◆ Your task ◆
Reproduce the rows below word for word, starting with the first line and ending with the line that contains "[[196, 268, 228, 314]]". Include both of those lines.

☆ ☆ ☆ ☆ ☆

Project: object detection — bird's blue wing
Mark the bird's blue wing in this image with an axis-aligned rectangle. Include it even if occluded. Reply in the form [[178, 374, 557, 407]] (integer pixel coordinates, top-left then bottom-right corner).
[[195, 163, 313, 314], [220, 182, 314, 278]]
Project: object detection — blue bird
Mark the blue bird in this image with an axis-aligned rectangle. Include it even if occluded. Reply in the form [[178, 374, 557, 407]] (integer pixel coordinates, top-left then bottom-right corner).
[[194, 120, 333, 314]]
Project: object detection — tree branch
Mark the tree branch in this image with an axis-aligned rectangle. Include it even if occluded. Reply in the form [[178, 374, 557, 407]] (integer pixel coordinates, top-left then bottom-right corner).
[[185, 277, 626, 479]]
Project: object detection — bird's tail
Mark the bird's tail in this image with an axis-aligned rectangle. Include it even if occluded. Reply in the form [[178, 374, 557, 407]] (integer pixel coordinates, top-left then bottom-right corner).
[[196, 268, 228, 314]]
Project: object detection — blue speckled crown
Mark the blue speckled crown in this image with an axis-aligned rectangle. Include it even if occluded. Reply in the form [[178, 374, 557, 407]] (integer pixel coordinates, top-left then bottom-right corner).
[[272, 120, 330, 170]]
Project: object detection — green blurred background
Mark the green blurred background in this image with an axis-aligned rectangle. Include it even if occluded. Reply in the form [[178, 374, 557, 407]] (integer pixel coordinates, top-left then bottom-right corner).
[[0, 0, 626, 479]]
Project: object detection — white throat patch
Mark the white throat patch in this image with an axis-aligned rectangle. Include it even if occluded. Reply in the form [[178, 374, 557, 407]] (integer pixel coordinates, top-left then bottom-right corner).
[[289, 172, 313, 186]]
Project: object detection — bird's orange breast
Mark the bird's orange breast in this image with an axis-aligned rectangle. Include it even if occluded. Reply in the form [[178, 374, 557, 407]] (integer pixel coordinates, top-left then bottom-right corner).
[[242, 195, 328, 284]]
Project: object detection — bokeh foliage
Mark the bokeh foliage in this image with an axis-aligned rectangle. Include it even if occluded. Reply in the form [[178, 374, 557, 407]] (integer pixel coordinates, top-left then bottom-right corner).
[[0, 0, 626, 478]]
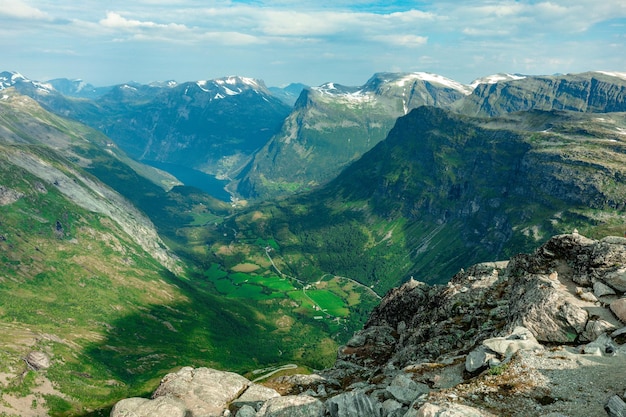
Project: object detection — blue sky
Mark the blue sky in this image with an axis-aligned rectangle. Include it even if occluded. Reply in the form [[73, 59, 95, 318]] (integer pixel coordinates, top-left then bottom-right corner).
[[0, 0, 626, 86]]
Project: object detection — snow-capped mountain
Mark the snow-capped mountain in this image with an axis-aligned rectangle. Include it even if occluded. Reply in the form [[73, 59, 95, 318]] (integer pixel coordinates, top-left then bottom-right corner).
[[237, 72, 471, 197], [0, 71, 54, 94]]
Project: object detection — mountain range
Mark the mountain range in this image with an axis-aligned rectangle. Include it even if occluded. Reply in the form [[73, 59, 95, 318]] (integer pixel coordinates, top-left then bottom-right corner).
[[0, 72, 626, 416]]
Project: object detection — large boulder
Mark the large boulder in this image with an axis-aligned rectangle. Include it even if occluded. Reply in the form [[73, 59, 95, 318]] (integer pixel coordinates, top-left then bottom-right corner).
[[110, 397, 187, 417], [111, 367, 251, 417], [326, 391, 381, 417], [256, 395, 324, 417]]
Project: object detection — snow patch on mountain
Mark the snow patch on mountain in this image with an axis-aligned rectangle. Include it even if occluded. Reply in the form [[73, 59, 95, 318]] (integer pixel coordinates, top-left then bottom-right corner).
[[596, 71, 626, 80], [470, 73, 526, 89], [396, 72, 472, 95]]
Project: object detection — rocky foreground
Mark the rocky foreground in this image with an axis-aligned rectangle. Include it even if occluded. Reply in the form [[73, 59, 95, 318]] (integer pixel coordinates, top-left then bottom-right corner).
[[111, 233, 626, 417]]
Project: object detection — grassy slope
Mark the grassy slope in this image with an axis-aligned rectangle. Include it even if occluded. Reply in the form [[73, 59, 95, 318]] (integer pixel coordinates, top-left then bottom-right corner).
[[213, 108, 626, 293], [0, 92, 336, 415]]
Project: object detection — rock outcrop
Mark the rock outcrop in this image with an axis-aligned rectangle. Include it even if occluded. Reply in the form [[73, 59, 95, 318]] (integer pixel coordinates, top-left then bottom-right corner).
[[111, 233, 626, 417]]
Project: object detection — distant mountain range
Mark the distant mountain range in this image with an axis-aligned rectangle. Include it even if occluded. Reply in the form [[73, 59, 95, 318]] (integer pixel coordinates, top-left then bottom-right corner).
[[0, 68, 626, 415], [0, 72, 626, 199]]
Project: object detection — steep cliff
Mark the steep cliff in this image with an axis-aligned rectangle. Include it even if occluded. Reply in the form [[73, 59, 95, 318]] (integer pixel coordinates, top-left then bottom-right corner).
[[453, 72, 626, 116], [236, 73, 470, 199], [111, 232, 626, 417]]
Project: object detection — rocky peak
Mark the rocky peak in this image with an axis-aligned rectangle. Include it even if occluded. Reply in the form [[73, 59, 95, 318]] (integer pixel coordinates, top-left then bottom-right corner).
[[111, 233, 626, 417]]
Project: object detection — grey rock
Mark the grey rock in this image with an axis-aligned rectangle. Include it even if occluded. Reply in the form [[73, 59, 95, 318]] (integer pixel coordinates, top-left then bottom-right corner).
[[235, 405, 256, 417], [407, 402, 493, 417], [593, 281, 616, 298], [386, 373, 430, 405], [582, 334, 617, 356], [465, 346, 495, 372], [610, 298, 626, 323], [110, 397, 187, 417], [611, 326, 626, 337], [509, 275, 589, 343], [25, 351, 50, 371], [604, 395, 626, 417], [256, 395, 324, 417], [582, 319, 615, 341], [326, 391, 381, 417], [382, 398, 407, 417], [483, 326, 543, 357], [152, 367, 250, 417], [602, 267, 626, 292]]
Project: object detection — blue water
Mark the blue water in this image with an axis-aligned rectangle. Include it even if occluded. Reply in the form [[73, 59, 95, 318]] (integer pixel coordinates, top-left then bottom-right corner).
[[141, 161, 230, 201]]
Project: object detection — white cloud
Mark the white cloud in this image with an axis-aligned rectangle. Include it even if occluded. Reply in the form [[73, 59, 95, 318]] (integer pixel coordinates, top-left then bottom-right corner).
[[100, 12, 187, 31], [0, 0, 50, 20], [371, 34, 428, 48]]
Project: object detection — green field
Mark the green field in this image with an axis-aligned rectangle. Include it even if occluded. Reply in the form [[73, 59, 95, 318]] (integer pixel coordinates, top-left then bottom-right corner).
[[204, 264, 360, 318]]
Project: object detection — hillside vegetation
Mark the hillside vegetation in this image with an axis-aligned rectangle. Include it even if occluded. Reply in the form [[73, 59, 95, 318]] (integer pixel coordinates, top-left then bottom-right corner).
[[212, 107, 626, 293]]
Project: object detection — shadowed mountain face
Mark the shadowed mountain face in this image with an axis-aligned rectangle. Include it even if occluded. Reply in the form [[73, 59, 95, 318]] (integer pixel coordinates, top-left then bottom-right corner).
[[453, 72, 626, 116], [218, 107, 626, 292], [236, 73, 470, 198], [0, 72, 290, 176]]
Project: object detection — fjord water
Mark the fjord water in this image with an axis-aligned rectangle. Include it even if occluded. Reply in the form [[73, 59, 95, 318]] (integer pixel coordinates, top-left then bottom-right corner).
[[142, 161, 230, 201]]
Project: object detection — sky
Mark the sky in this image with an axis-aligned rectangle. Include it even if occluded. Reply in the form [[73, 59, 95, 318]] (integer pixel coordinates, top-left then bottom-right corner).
[[0, 0, 626, 86]]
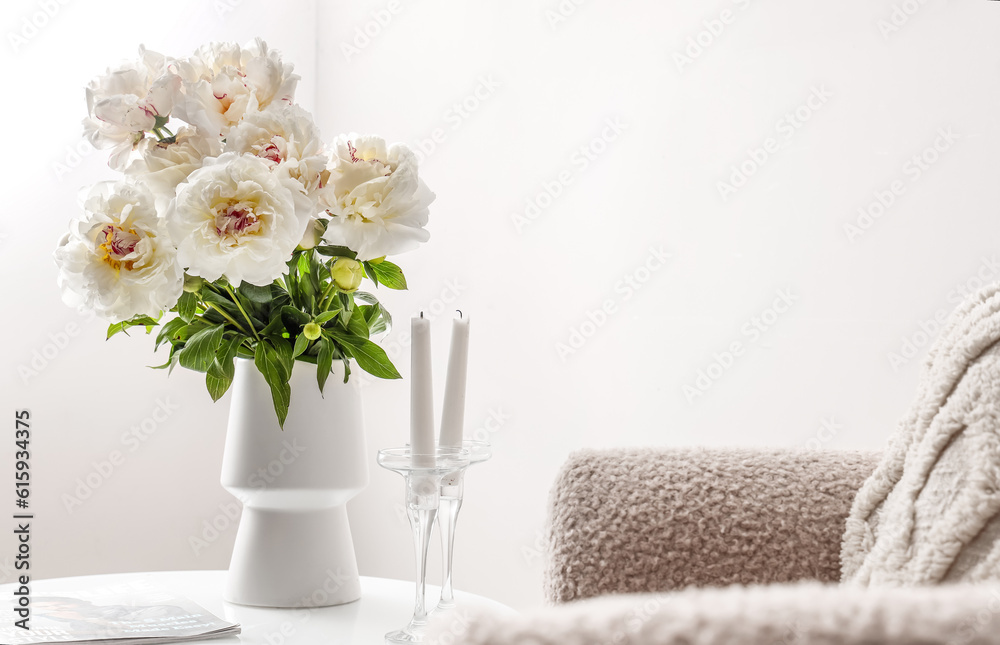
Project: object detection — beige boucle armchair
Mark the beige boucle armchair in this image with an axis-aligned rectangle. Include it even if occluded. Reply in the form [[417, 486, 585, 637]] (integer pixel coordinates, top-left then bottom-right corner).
[[429, 449, 1000, 645]]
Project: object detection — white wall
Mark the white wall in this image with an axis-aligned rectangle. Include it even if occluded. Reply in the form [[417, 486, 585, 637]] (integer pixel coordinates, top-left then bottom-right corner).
[[0, 0, 1000, 607]]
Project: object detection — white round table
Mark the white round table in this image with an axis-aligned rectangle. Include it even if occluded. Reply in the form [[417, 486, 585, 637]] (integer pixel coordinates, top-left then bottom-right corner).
[[15, 571, 515, 645]]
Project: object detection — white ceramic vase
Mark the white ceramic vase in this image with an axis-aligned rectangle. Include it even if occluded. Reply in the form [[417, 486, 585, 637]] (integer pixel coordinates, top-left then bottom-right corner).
[[222, 359, 368, 607]]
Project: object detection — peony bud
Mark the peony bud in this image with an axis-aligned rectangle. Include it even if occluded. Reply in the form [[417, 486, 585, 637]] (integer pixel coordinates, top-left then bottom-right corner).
[[184, 273, 205, 293], [302, 322, 323, 340], [330, 258, 365, 293]]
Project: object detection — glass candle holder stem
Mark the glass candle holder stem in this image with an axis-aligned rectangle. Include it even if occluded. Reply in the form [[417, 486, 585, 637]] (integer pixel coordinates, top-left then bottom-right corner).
[[437, 468, 465, 611], [404, 475, 438, 632]]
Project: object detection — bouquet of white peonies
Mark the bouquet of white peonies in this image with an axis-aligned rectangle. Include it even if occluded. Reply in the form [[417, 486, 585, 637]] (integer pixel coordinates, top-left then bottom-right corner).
[[55, 39, 434, 424]]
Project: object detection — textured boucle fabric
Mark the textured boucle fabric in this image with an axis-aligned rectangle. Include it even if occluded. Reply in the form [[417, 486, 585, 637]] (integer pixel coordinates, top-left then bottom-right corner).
[[427, 582, 1000, 645], [545, 449, 878, 602], [842, 285, 1000, 585]]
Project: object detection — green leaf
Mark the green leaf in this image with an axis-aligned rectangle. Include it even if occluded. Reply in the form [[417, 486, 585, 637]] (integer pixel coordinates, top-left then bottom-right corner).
[[365, 260, 406, 290], [205, 335, 243, 401], [361, 262, 378, 287], [201, 288, 243, 322], [347, 307, 368, 338], [313, 245, 358, 260], [268, 337, 295, 381], [313, 309, 340, 326], [354, 291, 378, 305], [107, 316, 159, 338], [280, 306, 312, 335], [316, 337, 334, 394], [296, 253, 309, 275], [154, 318, 190, 349], [177, 291, 198, 323], [180, 325, 225, 372], [334, 332, 402, 379], [253, 341, 292, 429], [259, 305, 295, 337], [292, 334, 312, 358], [237, 281, 271, 305], [149, 345, 180, 374]]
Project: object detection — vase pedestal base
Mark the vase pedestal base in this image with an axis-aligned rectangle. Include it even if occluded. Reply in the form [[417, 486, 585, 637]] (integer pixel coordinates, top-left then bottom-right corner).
[[224, 505, 361, 608]]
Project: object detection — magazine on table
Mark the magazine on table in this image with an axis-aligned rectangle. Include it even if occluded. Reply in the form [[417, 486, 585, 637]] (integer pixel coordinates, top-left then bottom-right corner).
[[0, 581, 240, 645]]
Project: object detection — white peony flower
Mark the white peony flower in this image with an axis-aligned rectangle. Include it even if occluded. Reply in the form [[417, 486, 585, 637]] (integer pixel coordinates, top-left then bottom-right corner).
[[125, 127, 222, 211], [225, 103, 329, 218], [319, 135, 434, 260], [55, 182, 184, 322], [165, 152, 310, 286], [83, 46, 181, 170], [171, 38, 299, 136]]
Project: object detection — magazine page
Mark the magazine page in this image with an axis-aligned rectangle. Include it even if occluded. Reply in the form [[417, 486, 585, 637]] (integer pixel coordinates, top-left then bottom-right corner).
[[0, 580, 240, 645]]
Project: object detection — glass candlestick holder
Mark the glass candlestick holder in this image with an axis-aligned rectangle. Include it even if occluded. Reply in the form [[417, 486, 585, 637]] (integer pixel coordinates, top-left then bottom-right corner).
[[378, 447, 470, 645], [435, 440, 493, 612]]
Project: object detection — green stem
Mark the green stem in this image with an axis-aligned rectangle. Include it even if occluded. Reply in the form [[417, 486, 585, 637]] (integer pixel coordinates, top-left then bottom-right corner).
[[225, 284, 260, 341], [318, 280, 337, 313]]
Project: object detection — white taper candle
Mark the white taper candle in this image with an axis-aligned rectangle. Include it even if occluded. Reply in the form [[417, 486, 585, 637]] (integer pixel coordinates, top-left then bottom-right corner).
[[410, 312, 435, 466], [440, 311, 469, 448]]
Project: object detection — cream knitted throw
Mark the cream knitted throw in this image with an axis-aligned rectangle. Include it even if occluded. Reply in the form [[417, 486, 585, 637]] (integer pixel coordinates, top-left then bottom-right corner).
[[841, 285, 1000, 586]]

☆ ☆ ☆ ☆ ☆

◆ Solution to this task ◆
Project: object detection — bird's blue wing
Mark the bird's blue wing in this image with an axis-aligned rectangle. Include it even if occluded. Reply in the form [[178, 374, 557, 407]] (integer pixel coordinates, top-left then bottom-right corner).
[[195, 163, 313, 314], [220, 182, 314, 278]]
Project: object detection — blue bird
Mark the blue bird in this image with an axis-aligned rectangle. Include it even if occluded. Reply in the form [[178, 374, 557, 407]] (integer pixel coordinates, top-left then bottom-right corner).
[[194, 120, 333, 314]]
Project: object detection — tree branch
Mark the tree branch in this image with an axis-aligned rectangle. Include it even if occluded. Reply in the form [[178, 374, 557, 407]] (integer pixel coordinates, top-left then bottom-right corner).
[[185, 277, 626, 479]]
Project: object detection — bird's tail
Mark the bird's tail in this image with an axis-aligned rectangle. Include it even if occluded. Reply in the form [[178, 374, 557, 407]] (integer pixel coordinates, top-left then bottom-right corner).
[[196, 268, 228, 314]]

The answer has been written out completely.